#### [OBJECTIVE]
Reproduce only the lines from the one containing "of the grassy" down to the one containing "[(532, 149)]", substituting "most central" for "deepest" and leaving everything else unchanged.

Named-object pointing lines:
##############################
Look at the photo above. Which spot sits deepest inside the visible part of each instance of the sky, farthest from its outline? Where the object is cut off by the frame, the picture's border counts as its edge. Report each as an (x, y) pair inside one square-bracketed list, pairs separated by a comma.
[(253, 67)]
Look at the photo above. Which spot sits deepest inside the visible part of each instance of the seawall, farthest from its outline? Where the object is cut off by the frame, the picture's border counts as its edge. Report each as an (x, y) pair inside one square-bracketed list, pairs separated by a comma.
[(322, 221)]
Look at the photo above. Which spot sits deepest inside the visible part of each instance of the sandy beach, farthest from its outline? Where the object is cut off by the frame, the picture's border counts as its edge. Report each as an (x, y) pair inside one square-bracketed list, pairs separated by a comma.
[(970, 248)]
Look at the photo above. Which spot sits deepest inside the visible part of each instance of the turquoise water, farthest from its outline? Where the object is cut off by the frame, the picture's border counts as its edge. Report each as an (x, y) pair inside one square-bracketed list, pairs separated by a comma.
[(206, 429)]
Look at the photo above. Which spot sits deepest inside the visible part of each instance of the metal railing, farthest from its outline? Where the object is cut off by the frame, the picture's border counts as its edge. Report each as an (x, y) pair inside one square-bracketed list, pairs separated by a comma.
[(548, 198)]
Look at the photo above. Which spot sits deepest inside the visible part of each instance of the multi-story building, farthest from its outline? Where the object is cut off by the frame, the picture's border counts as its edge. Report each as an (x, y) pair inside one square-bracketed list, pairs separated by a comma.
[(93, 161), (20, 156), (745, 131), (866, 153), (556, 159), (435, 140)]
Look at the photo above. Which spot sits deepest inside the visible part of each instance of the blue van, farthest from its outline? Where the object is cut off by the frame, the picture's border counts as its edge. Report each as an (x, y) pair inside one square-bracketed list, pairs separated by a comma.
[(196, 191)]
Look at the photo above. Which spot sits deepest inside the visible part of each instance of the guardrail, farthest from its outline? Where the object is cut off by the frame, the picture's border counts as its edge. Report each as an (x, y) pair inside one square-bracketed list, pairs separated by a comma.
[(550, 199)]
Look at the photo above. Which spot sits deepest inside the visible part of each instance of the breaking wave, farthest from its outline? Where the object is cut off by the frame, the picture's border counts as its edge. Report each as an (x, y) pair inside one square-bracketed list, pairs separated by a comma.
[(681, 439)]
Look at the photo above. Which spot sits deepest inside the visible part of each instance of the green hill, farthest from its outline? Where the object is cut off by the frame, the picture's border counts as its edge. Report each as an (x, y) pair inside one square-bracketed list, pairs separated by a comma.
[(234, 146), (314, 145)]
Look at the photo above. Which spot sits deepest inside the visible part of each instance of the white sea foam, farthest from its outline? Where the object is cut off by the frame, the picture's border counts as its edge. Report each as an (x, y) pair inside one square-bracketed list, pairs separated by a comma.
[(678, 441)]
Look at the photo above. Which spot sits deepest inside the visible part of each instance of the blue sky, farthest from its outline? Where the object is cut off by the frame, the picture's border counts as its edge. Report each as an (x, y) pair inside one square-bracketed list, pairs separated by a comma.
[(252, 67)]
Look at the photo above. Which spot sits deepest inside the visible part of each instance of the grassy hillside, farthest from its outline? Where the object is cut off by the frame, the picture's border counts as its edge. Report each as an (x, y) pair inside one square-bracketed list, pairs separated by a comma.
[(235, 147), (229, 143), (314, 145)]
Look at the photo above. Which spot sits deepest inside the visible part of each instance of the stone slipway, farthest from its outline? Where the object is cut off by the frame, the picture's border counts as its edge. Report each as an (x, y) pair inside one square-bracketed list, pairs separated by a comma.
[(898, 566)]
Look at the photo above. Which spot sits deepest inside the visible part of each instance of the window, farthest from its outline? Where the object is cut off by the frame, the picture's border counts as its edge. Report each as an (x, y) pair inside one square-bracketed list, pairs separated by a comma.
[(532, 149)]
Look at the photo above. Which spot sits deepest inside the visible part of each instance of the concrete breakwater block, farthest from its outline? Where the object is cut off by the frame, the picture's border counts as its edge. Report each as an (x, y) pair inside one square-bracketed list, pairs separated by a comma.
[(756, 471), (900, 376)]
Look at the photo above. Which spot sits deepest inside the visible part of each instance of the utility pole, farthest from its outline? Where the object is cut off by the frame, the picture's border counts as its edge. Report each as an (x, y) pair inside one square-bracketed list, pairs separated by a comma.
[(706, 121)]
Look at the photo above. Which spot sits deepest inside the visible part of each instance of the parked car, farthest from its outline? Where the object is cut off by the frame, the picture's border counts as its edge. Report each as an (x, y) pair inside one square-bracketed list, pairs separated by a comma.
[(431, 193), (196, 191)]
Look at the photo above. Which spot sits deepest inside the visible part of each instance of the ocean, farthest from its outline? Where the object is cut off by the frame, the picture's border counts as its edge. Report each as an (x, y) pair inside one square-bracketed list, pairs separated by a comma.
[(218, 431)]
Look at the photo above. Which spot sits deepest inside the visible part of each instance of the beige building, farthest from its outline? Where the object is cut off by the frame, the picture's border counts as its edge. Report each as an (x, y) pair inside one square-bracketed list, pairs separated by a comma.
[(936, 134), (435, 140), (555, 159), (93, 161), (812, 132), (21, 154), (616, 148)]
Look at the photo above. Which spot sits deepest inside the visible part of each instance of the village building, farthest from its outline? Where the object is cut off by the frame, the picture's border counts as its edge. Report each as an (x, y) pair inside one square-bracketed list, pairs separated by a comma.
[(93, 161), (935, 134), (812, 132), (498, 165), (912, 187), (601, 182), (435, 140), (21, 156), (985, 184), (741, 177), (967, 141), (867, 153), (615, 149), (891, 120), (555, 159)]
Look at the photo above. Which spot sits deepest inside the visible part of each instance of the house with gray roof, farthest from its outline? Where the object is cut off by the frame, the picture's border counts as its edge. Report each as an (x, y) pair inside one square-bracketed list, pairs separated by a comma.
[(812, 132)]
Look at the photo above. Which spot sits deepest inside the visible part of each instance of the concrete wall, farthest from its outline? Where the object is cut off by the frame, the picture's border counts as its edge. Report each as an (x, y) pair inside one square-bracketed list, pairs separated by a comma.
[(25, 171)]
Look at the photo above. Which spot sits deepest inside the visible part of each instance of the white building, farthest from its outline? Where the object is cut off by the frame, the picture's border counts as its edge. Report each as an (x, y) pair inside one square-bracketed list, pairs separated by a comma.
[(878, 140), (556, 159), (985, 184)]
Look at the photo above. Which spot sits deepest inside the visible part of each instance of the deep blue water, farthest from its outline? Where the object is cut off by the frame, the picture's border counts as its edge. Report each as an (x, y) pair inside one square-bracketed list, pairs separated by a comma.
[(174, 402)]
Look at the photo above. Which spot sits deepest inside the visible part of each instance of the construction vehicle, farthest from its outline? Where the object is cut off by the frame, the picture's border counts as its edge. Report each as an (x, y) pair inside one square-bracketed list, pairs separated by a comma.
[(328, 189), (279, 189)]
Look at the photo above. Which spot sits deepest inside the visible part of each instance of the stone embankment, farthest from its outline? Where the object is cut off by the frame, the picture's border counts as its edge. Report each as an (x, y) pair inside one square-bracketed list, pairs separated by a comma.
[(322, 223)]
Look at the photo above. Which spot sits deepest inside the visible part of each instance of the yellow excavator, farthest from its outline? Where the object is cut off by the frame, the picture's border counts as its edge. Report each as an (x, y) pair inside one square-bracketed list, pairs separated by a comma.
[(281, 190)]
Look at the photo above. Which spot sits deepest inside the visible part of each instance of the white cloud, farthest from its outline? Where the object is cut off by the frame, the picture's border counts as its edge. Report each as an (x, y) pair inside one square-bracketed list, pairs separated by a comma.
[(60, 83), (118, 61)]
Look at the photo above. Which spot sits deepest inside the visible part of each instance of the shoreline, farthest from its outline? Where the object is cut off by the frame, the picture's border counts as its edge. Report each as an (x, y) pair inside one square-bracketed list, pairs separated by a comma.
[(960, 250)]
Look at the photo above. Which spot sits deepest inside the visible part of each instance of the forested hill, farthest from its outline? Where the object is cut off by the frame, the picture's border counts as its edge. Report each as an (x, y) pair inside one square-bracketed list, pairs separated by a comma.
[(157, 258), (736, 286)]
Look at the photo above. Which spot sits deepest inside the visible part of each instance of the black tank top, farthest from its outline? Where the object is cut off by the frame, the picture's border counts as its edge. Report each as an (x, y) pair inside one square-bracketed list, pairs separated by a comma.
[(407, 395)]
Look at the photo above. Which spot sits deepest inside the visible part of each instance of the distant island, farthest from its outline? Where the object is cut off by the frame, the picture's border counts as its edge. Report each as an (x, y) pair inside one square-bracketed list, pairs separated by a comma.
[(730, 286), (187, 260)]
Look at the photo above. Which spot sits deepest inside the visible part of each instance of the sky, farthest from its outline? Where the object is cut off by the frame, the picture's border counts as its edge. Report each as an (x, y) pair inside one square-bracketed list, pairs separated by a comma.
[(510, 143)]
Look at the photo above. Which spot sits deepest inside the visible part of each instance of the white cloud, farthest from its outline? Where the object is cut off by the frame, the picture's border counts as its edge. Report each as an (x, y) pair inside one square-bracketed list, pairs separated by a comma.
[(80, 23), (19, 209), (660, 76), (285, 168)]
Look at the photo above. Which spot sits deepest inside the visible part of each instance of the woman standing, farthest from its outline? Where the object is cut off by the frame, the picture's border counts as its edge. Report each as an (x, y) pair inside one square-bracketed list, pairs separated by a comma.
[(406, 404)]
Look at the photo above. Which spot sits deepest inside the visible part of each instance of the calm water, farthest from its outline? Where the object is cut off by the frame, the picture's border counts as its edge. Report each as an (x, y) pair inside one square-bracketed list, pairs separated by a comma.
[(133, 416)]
##############################
#### [TASK RESULT]
Look at the photo above. Which spot sits most central inside the visible part of each instance of the grassy hillside, farthest from its outline? Where the object is cut off by the frame, the picture's border counts as its edge. Report each as an (x, y) pair inside one square-bracketed list, pairs separated by a comma.
[(235, 147), (229, 143), (314, 145)]
Look at the photo above. Which spot sits most central inside the visible part of each instance of the stone slipway, farthest from its outline? Where the object is cut off by the frame, the picture's border counts as its edge. Report each as an (x, y) pair inside one square-bracketed list, pairs separated by a comma.
[(898, 566)]
Look at the photo above. Which spot sits most central inside the visible part of each instance of the window, farthest from its outline? Where the object is cut off by the frame, the picture's border counts as its edge. Report each as an (x, y) pair inside one square-bracketed list, pairs separated by a comma.
[(532, 149)]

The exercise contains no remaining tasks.